**Vorliegender Auszug:**
───

Da gibt's nur zwei Möglichkeiten (3. wäre  wegschmeissen  )

1. Schraube rausbohren, dabei kann aber das Gewinde beschädigt werden.

2. Kleines Loch in die Mitte bohren und mit einem speziellen Ausdreher die Schraube rausdrehen. Sowas sollte ein guter Bikedealer in der Werkstatt haben.

Gruß Torsten


----------



## nurichdarf (16. Mai 2003)

Ausbohren geht ohne Probleme!  Was soll denn beschädigt werden  ausser der Schraube. 

Also einen 8 er Bohrer und in 10 sec. ist das Problem gelöst. 

@ Thorsten 
In diese Inbusschrauben kannst du kein kleines Loch bohren, die Schrauben sind schon klein   Deine Methode funktioniert nur bei grösseren Schrauben.


----------



## Franzi1 (17. Mai 2003)

Wenn Du im Besitz eines Torx-Schlüssels bist, natürlich in gleicher oder nächst größerer Größe, dann versuch mal den mit einem Hammer in den Schraubenkopf zu hauen. Ganz vorsichtig und mit viel Druck von oben sollte die Schraube den Kampf verlieren. 
Vielleicht sprühst Du vorher noch ein bischen Rostlöser drauf.

Falls die Schraube noch nicht allzu sehr ausgenudelt ist gäbe es vorher noch eine andere Möglichkeit. Du nimmst einen Hammer und einen Dorn und gibst dem Schraubenkopf 3 kräftige Schläge.

───

**Gestellte Aufgabe 1:** Gib bitte aus den Zeilen unten unverändert alles zurück, beginnend mit der ersten Zeile und weiter bis einschließlich der Zeile mit „top-left (494, 198), bottom-right (639, 303)“.
Die Zeilen unten haben mit dem Forenauszug nichts zu tun.

Gesammelte Daten

───

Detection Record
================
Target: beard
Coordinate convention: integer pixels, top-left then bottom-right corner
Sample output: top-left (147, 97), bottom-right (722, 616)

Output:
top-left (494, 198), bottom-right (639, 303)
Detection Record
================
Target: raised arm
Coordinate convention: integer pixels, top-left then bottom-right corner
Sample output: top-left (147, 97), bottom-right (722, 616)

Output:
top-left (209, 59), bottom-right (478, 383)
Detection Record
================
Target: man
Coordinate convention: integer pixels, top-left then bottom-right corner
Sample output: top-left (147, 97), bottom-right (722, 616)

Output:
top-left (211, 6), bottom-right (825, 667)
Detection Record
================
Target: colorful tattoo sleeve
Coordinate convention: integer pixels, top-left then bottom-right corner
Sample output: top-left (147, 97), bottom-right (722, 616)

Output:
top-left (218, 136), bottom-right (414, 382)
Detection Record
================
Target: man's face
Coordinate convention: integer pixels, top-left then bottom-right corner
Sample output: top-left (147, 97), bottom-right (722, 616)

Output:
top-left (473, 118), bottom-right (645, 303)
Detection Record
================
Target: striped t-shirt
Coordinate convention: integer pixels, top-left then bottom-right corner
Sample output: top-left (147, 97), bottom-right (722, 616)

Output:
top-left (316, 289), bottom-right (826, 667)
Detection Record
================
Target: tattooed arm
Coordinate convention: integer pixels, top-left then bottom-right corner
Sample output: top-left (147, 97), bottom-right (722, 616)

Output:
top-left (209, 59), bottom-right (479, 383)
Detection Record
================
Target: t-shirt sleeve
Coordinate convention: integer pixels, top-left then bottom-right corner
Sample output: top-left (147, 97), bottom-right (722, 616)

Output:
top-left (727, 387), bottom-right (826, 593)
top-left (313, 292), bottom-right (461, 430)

───

**Gestellte Aufgabe 2:** Tippe aus dem Forenauszug oben den Abschnitt wortgetreu ab, beginnend mit „Also einen 8“ und weiter bis einschließlich „bischen Rostlöser drauf.“.

**Vollständige Antwort 1:**
Detection Record
================
Target: beard
Coordinate convention: integer pixels, top-left then bottom-right corner
Sample output: top-left (147, 97), bottom-right (722, 616)

Output:
top-left (494, 198), bottom-right (639, 303)

**Vollständige Antwort 2:**
Also einen 8 er Bohrer und in 10 sec. ist das Problem gelöst. 

@ Thorsten 
In diese Inbusschrauben kannst du kein kleines Loch bohren, die Schrauben sind schon klein   Deine Methode funktioniert nur bei grösseren Schrauben.


----------



## Franzi1 (17. Mai 2003)

Wenn Du im Besitz eines Torx-Schlüssels bist, natürlich in gleicher oder nächst größerer Größe, dann versuch mal den mit einem Hammer in den Schraubenkopf zu hauen. Ganz vorsichtig und mit viel Druck von oben sollte die Schraube den Kampf verlieren. 
Vielleicht sprühst Du vorher noch ein bischen Rostlöser drauf.